*EXERCISE TASK*:
Pick out every line of the material below that contains the string "instance", and copy each one in full. Case counts.

*DATA EXCERPTS*:
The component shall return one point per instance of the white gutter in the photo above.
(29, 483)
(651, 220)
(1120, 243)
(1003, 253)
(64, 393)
---
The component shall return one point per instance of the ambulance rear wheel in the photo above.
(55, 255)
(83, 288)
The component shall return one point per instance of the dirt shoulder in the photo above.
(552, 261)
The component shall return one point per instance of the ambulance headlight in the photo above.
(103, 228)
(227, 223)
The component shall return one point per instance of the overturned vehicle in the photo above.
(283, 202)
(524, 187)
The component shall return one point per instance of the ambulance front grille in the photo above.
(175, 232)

*COMPLETED EXERCISE*:
The component shall return one point per instance of the white gutter in the photo above.
The component shall return one point per instance of the ambulance rear wheel in the photo above.
The component shall return one point per instance of the dirt shoulder in the photo above.
The component shall return one point per instance of the ambulance headlight in the photo above.
The component shall return one point per instance of the overturned vehicle in the photo above.
The component shall return one point per instance of the ambulance front grille in the photo above.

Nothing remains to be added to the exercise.